**Text passage**
──────

A few nights ago as I was lying in bed mulling over Little Man #4, I said to Ryan, "Hmm, I guess someone else wants to come to our family. I didn't see it coming, but well, I can't blame him." :) Truthfully though, every time I go to the grocery store with all three in a cart I can guarantee there will be another little kid sitting alone in his shopping cart who stares and looks longingly at our cart full of kids. And as we pass by and his little neck is craning to look after us, I say, "Party in our cart!" The few little kids that have lived in our building always seem to like coming to our house too - there is just something about walking into a house full of kids that really feels like instant fun - even if my kids aren't necessarily playing right with them.
But the truth is, Ryan and I just love having siblings. I can't imagine either of us having having less. I love it when we're all together and I it feels incomplete when anyone is missing. I guess I'm happy our kids will have that, although having a big family is terrifying. Especially since I sort of feel now like we're probably not done. I really have felt a little girl since before I was married. So I thought Cash would be a girl. When I was pregnant with the twins I had mentioned one time before we knew what (or how many) we were having that if this wasn't a girl she was really going to be waiting a long time. When we found out there were multiples in there I couldn't believe one of them wasn't a girl! And this time I said kind of jokingly before we got pregnant that God would probably give me a boy just to make me keep going. (It didn't mean I wasn't still shocked when I found out it wasn't actually a girl though!) Maybe it's just been the carrot before the horse to get me to keep going and I'll never actually have a girl. Who knows. But I had a blessing one time that said children would be given to me. I thought great, I'm going to have kids, but when I was pregnant with the twins it totally took on new meaning to me. I really was being given children. I had asked for one but got gifted a second. This time around it's another one I didn't see coming. Exciting. A huge blessing. And still a little scary.
I'm sure Ryan will read this with a quizzical look on his face at the part about having more. :) It might take some convincing. I actually admitted to him after we found out this one was a boy that when I was a teenager and we used to do that string test to see how many kids you were having it always said I was having four boys. But seriously, who ever put any stock in that? Weird. And then I told him- um, yeah, it said four boys...and two girls. Yikes. I really don't know that I have six in mind...and he definitely doesn't!

──────

**Listed records**
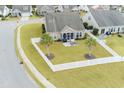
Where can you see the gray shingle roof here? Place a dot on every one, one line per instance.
(106, 18)
(57, 21)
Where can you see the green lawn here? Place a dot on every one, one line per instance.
(107, 75)
(74, 53)
(9, 18)
(116, 43)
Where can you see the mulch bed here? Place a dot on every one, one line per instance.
(87, 56)
(50, 57)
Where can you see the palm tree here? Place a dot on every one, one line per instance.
(90, 42)
(47, 40)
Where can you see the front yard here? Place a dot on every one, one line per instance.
(107, 75)
(64, 54)
(116, 43)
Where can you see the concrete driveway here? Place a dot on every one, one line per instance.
(12, 74)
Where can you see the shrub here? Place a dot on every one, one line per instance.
(3, 18)
(95, 31)
(85, 25)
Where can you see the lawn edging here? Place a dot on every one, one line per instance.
(36, 73)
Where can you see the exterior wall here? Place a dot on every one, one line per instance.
(57, 35)
(5, 11)
(16, 13)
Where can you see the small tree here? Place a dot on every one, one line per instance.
(47, 40)
(90, 42)
(95, 31)
(85, 25)
(43, 28)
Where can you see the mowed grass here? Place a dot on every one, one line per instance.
(64, 54)
(107, 75)
(116, 43)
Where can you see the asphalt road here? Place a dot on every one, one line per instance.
(12, 74)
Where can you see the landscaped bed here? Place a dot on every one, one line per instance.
(64, 54)
(116, 43)
(107, 75)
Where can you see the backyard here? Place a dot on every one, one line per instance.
(107, 75)
(64, 54)
(116, 43)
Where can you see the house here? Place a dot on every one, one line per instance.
(64, 26)
(21, 10)
(68, 8)
(45, 9)
(106, 20)
(4, 10)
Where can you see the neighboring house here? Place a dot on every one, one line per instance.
(45, 9)
(64, 26)
(4, 10)
(69, 8)
(21, 10)
(106, 20)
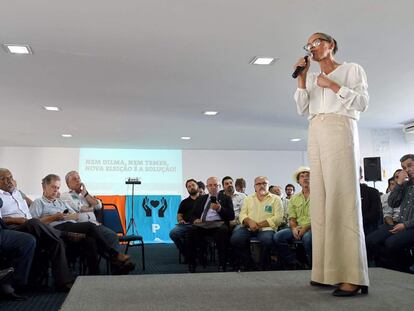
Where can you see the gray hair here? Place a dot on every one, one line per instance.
(67, 176)
(406, 157)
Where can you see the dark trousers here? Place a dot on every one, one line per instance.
(385, 247)
(18, 248)
(196, 239)
(48, 239)
(91, 230)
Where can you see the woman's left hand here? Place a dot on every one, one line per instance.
(324, 81)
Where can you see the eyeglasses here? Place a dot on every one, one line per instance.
(314, 44)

──────

**Work to complete**
Summarize the passage about the writer's growing family in two sentences.

**Finished task**
The writer, expecting a fourth child who turned out to be a boy, loves having siblings and is happy the children will have a big family, even though that prospect is terrifying and still a little scary. Having long felt there would be a little girl, the writer sees each unexpected child as a blessing and suspects the family is probably not done, though Ryan might take some convincing.